*SELECTED EXCERPT:*
# Gangsta rap songs for gta san andreas user soundtrack



## 96jimmyslt (Jan 31, 2011)

Help me put together some certified gangsta hits for when CJ is riding in his 64 impala on wires with his gang members and rolling on some bustas 

I started a new play through of San Andreas after getting bored of the endless grind that is GTAV online. 

I'll start:

Hollow tip - no more brains

Doomsday productions - bukshot shells

Spice 1 - born to die


----------



## rob feature (Nov 15, 2015)




----------



## rob feature (Nov 15, 2015)

Not really gansta rap, but no self-respecting low rider goes without


----------



## Grinder (Dec 18, 2016)

....


----------



## Sounds_Insane (8 mo ago)

Ice-T - Colors
Ice-T - O.G.
Ice Cube - It Was a Good Day
Warren G - Regulators
Scarface - I Seen a Man Die
Geto Boys - (anything from "We Can't Be Stopped" CD)


----------



## 07azhhr (Dec 28, 2011)

Boyz N The Hood. By easy e


----------



## 96jimmyslt (Jan 31, 2011)

Preferably not radio stuff lol


----------



## bbfoto (Aug 28, 2005)

and the under the radar S.O.B 2000 Fold album...




https://youtube.com/playlist?list=OLAK5uy_nkaQnQKacN05oszOM2gLBVUcx9A3LjV18


----------



## 805myth1 (Nov 27, 2021)

Point annotation dataset records
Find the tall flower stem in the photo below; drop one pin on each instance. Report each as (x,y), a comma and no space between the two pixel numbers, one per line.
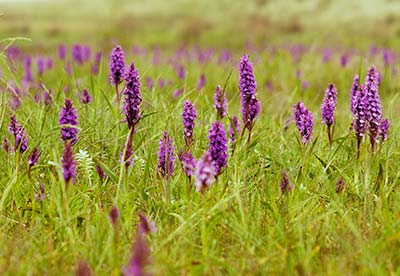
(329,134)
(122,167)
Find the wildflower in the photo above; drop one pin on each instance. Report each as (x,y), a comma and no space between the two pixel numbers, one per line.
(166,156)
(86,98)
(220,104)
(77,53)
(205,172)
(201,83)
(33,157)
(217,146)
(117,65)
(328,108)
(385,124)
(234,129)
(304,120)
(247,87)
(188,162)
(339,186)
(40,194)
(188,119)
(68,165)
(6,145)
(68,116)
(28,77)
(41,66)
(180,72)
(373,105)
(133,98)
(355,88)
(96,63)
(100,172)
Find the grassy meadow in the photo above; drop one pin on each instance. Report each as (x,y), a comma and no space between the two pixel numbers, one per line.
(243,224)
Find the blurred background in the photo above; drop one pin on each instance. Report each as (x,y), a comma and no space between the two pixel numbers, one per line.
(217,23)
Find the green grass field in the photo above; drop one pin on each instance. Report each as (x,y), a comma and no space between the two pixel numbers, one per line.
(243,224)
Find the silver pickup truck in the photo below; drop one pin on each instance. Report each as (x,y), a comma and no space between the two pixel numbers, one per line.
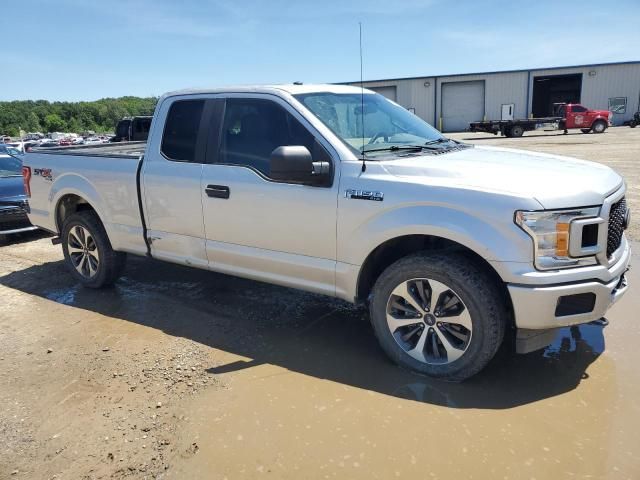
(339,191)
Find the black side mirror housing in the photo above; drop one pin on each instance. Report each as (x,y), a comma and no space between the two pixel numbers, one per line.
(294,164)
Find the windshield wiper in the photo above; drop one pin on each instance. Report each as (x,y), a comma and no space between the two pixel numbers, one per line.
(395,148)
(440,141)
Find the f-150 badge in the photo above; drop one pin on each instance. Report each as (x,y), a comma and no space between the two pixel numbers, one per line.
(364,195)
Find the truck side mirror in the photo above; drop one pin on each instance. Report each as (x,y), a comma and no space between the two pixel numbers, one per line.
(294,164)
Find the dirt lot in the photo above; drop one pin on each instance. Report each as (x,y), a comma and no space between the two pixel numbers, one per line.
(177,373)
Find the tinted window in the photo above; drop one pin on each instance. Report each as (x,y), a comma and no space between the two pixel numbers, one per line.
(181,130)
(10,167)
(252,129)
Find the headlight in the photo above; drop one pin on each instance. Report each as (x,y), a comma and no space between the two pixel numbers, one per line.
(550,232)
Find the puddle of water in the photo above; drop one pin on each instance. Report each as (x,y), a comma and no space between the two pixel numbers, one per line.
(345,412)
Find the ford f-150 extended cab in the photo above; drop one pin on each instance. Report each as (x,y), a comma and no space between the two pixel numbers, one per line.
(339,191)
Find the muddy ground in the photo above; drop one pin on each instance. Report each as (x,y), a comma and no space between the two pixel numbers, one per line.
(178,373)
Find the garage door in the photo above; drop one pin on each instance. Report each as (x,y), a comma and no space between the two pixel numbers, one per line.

*DIRECTION 1:* In the San Andreas soundtrack thread, what car does the opening post picture CJ riding in?
*DIRECTION 2:* Write the next part of the San Andreas soundtrack thread, picking up where it stops.

*OUTPUT 1:* A 64 Impala on wires.

*OUTPUT 2:*
College Boyz - Victim of the Ghetto
JT Money - Chevy Games
Lil Blacky - Somebody Please
N2Deep - California Lifestyles
Proper Dos - Something to Bump
Spice 1 - Thug Thang
YGD Tha Top Dogg - Going Back to Cali


----------



## Theslaking (Oct 8, 2013)

Westside - The Game


----------



## bbfoto (Aug 28, 2005)

96jimmyslt said:


> Help me put together some certified gangsta *hits* for when CJ is riding in his 64 impala on wires with his gang members and rolling on some bustas
> 
> I started a new play through of San Andreas after getting bored of the endless grind that is GTAV online.
> 
> ...





96jimmyslt said:


> Preferably not radio stuff lol


LOL, Whaaaa??? FFS, in your OP you asked for certified "hits" (see your OP above in *bold italics*). This implies that they are (or were) "popular" on the radio and in the mainstream gansta rap genre, and not an underground, inner circles only release.

Not sure if it "qualifies" for _you_, but _*American Psycho II*_ feat. B-real by D12 started playing in my random shuffle of tracks on my SSD drive in the car the other day.


----------



## 96jimmyslt (Jan 31, 2011)

Well I appreciate any suggestions. But I'm looking for straight gangster stuff. Brotha lynch...x raided...etc...that kind of ****


----------



## 96jimmyslt (Jan 31, 2011)

How do you have an ssd in your car though? Ssd swapped external USB enclosure type of deal? Also...why? Is it faster than USB?


----------



## MythosDreamLab (Nov 28, 2020)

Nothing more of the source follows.